Given problem A: Reproduce word for word the passage of the Port of Klickitat history below, starting with "The Bonneville Dam was" and going on through "to improve commerce.".

Selected text:
**********

On November 7, 1944, voters approve the formation of the Port of Klickitat. The port district encompasses the western third of Klickitat County, from the Skamania County line to just east of the communities of Dallesport and Wahkiacus. The area of the port district is home to roughly 12,000 of the estimated 20,000 county residents. The Port is created to take advantage of improvements on the Columbia River deriving from the Bonneville Dam, which was completed in 1937 about 25 miles downstream from Bingen. After a few false starts, it will come to operate two main sites: a business park at Bingen Point and an industrial park at Dallesport. The Port also operates a park and marina near its facilities at Bingen Point. Since its foundation in 1945, the Port's express purpose is to "help diversify the local economy and provide more jobs and wider range of employment opportunities for local citizens" (Port of Klickitat archives).
Origins in the Bonneville Dam
On March 29, 1932, the U.S. Army Corps of Engineers submitted their “308 Report” to Patrick J. Hurley, Secretary of War, recommending the building of 10 dams along the Columbia river for purposes of navigation, water power improvement, flood control, and irrigation. The report noted that commerce in the middle portion of the tidal lower section of the Columbia (southwestern Klickitat County) was "unimportant, but there is every reason to anticipate a substantial commerce with large transportation economies if the river is improved for efficient and economical barge navigation" (Report on the Columbia River and Minor Tributaries).
The Bonneville Dam was placed into service on June 6, 1938. It is located between Washington and Oregon in the Columbia River Gorge, not far downriver from Klickitat County. A dam built downriver meant the people of Klickitat County could hope for decreased shipping rates and more navigable waters for commerce. Even before completion, there was much discussion in the county about the formation of a countywide port in order to improve commerce.

**********

Given data:
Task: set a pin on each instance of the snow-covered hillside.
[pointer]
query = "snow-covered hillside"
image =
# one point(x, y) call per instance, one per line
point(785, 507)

**********

Given problem B: Quote exactly every line of the entries that come after the Port of Klickitat history above.

Full answer A:
The Bonneville Dam was placed into service on June 6, 1938. It is located between Washington and Oregon in the Columbia River Gorge, not far downriver from Klickitat County. A dam built downriver meant the people of Klickitat County could hope for decreased shipping rates and more navigable waters for commerce. Even before completion, there was much discussion in the county about the formation of a countywide port in order to improve commerce.

Full answer B:
Task: set a pin on each instance of the snow-covered hillside.
[pointer]
query = "snow-covered hillside"
image =
# one point(x, y) call per instance, one per line
point(785, 507)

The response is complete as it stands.